# Given information
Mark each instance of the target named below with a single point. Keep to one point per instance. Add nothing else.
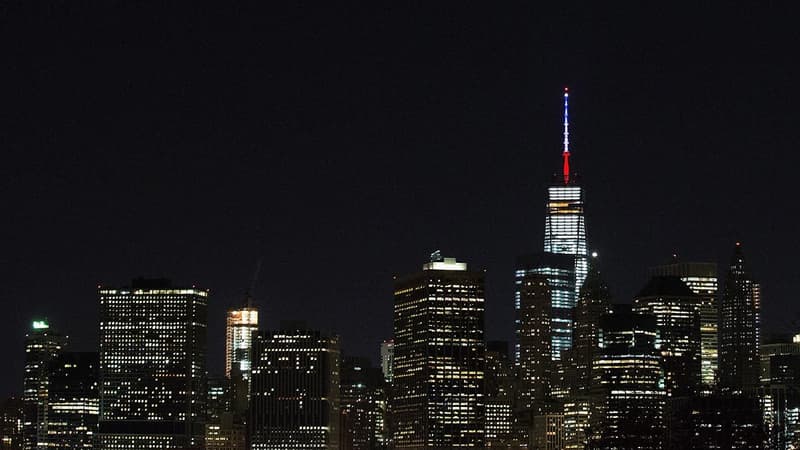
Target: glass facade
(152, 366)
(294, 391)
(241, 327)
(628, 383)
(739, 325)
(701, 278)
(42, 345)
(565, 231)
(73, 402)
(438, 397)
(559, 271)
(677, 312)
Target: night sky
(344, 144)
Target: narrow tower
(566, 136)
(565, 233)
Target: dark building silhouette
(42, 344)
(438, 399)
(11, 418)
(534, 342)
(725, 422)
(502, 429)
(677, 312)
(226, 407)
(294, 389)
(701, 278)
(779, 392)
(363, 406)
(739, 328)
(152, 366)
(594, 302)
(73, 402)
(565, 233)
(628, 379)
...
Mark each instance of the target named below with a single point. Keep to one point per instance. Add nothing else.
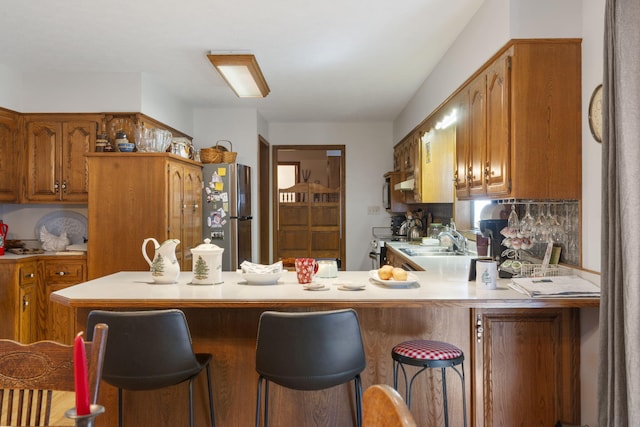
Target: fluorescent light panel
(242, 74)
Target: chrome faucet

# Your goal
In the entries above, restate word for word the lines between the one holding "Target: fluorescent light panel" and the one holding "Target: chrome faucet", inclusive, and nothing besides.

# Your response
Target: fluorescent light panel
(242, 74)
Target: chrome faucet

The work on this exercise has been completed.